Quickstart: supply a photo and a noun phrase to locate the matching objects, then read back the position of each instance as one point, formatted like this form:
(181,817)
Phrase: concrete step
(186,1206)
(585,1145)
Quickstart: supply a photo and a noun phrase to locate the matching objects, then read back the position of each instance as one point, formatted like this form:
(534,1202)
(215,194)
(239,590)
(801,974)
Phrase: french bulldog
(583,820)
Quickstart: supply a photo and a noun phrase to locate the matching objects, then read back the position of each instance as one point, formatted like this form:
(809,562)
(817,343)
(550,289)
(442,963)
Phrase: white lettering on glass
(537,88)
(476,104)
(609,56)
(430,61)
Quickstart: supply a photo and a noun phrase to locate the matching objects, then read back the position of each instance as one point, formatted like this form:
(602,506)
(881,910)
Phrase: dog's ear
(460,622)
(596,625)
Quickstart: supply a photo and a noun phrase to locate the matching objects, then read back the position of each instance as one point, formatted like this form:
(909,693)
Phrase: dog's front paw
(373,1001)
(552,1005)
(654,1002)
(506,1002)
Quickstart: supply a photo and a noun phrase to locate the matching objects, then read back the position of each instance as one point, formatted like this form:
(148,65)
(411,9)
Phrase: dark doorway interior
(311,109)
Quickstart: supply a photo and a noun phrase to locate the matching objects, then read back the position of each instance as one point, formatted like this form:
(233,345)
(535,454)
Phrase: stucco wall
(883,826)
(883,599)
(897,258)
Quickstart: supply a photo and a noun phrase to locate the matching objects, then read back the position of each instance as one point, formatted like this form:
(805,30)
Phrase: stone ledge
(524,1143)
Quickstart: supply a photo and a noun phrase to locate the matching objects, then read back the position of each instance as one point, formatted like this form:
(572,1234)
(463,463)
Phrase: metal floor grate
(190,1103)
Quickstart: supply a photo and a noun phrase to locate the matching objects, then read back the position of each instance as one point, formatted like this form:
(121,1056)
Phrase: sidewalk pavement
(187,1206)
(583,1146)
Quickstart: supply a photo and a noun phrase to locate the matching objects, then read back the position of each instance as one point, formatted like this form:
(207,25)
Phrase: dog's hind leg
****************
◆ **Work to complete**
Leaving nothing out, print each line above exactly.

◆ **Written answer**
Quickstart: supply a photo and a noun phrase to locate the matching objects, then read back the position of each instance as one point, formatted like this form:
(181,817)
Phrase: concrete step
(186,1206)
(585,1145)
Quickstart: supply a photo and a noun phrase to locate the matching objects, then read back the position of each instance as one point, formatted like this form:
(534,1202)
(215,194)
(239,590)
(801,974)
Phrase: french bulldog
(583,820)
Quickstart: supply a photo and a noun phrase to locate the matching objects, then read back the position of each instance as one point, formatted like this form:
(809,562)
(817,343)
(550,289)
(442,963)
Phrase: white lettering on glass
(537,88)
(476,104)
(609,56)
(430,61)
Quickstart: supply a photo and a noun phrase to locate the matching objects, then read back the position of each instance as one point, formatted like this form:
(602,506)
(881,910)
Phrase: dog's ear
(460,622)
(596,625)
Quickstart: supply a photo and a noun phrase to locate the matching objects, then read back the position of each instance as one point, formatted like this form:
(909,693)
Phrase: dog's front paw
(373,1001)
(552,1005)
(654,1002)
(506,1002)
Quickstart: supply a photo and a noun phrase to locate the matching objects, then read back the position of each instance as one point, formatted like this form:
(148,65)
(411,9)
Phrase: dark doorway interior
(311,109)
Quickstart: supply a photo and a noun phrase to locate the matching objects, then read back the position of each instance as one point, formatted like this form:
(233,345)
(535,454)
Phrase: stucco wall
(883,826)
(883,599)
(897,258)
Quickstart: supply a photo and a noun phrase to locate the matching objects, then read back the position of each instance as one point, formatted like this form:
(805,30)
Phrase: stone ledge
(524,1143)
Quickstart: supply a photo and a noun phrase to locate the matching objects, then read back the position of each instance as one point, formatted like this form:
(572,1234)
(463,463)
Phrase: metal floor grate
(190,1103)
Quickstart: supply a photo and a noun phrase to locate the matching objects, then read back the position of each instance as one point, formatted like this form:
(121,1056)
Phrase: sidewalk pavement
(187,1206)
(583,1146)
Quickstart: supply a photo and a noun phrase to locate the matching objects, then read back the position of each instance as one point, formatted like this form:
(207,25)
Phrase: dog's hind leg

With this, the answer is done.